- **Data provided**
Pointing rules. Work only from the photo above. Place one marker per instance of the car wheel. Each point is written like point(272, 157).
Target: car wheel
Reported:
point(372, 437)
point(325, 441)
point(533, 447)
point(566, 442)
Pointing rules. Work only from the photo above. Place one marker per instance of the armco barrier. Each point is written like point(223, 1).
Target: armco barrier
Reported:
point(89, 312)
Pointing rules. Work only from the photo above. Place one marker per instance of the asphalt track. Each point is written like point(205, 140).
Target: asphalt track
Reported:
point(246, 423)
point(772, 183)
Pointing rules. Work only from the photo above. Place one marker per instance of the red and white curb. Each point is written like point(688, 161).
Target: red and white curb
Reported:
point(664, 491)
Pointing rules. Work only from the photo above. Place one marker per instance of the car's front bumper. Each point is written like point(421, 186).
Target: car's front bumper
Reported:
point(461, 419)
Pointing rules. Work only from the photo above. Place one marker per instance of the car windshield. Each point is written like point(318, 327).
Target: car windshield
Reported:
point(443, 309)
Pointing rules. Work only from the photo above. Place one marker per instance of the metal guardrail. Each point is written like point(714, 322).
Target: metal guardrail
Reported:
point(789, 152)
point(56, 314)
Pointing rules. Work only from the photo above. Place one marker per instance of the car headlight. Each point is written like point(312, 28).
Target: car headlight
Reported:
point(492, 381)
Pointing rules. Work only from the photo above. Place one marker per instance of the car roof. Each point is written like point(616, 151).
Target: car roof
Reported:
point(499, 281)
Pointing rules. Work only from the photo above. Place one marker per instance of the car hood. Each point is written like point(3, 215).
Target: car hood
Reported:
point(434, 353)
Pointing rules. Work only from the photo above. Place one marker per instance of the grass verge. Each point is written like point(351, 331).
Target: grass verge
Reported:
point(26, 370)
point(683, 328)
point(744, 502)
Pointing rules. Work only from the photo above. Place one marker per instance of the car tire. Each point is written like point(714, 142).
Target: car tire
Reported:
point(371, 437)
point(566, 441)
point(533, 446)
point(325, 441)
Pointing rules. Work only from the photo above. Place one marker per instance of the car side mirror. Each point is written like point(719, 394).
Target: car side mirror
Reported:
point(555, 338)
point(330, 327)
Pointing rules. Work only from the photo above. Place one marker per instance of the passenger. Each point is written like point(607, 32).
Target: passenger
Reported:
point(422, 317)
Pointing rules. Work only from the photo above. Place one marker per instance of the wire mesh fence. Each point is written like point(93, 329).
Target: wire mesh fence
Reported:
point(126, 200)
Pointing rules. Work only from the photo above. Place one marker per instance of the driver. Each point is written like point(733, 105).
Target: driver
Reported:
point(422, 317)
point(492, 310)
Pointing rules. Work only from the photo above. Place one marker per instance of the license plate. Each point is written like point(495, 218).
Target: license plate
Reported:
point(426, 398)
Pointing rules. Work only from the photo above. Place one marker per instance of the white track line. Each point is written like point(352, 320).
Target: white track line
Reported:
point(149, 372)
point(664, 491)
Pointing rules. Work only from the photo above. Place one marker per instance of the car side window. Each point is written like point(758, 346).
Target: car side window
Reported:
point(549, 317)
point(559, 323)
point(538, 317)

- **Exercise requirements**
Please give as a numbered list the part of the rows above that opens with the line containing "like point(607, 32)." and closes with the line containing "point(126, 200)", both ends included and blank lines left out.

- **Correct answer**
1. Pointing rules. Work only from the photo above. Place one marker per instance of the passenger. Each point is written like point(607, 32).
2. Target: passenger
3. Reported:
4. point(422, 317)
5. Pointing rules. Work only from the photo above. Place one marker per instance of the wire mesh fence. Each point is written like point(93, 329).
6. Target: wire mesh fence
7. Reported:
8. point(126, 200)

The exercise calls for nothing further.